RECORDED INFORMATION: Begin
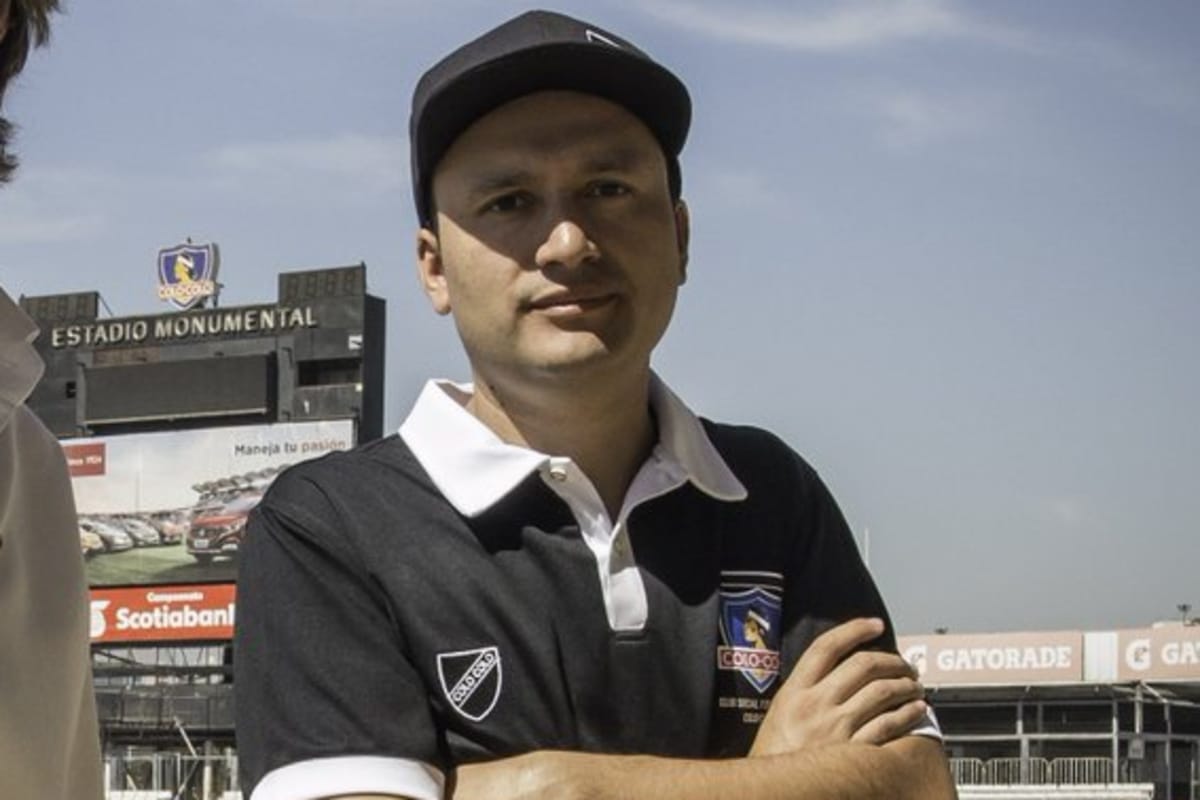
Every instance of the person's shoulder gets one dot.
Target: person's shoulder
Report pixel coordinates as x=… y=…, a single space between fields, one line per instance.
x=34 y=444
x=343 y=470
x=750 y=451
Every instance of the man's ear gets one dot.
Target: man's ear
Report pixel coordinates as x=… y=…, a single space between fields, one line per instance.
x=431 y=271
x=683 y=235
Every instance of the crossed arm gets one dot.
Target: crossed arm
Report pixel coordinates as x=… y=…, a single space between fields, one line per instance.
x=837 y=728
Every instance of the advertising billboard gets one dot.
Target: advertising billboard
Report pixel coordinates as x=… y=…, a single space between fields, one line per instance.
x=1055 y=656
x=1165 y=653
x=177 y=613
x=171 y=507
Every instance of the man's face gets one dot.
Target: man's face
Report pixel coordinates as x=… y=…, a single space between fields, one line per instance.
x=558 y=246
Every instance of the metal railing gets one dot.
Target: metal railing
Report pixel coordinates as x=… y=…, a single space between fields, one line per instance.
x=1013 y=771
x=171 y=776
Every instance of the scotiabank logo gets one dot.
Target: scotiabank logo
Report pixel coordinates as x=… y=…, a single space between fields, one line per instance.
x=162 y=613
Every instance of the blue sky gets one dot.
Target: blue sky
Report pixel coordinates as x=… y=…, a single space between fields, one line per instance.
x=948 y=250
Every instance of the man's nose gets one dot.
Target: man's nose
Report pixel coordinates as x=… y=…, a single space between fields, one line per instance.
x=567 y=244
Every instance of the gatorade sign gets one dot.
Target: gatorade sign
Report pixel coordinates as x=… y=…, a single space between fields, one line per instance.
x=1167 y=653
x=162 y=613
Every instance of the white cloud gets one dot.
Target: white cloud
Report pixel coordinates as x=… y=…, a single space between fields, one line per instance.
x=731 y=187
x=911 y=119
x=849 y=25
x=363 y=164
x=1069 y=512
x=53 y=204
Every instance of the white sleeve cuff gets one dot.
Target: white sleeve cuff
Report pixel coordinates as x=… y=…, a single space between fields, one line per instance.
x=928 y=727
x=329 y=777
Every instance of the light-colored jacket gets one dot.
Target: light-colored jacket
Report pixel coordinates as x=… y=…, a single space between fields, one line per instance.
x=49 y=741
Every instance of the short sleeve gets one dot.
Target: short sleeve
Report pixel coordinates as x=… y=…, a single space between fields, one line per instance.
RECORDED INFORMATION: End
DIRECTIONS FOR THIS TASK | Above are the records. How many of their lines hold "blue"? Answer with the number alone.

PROBLEM SOLUTION | 2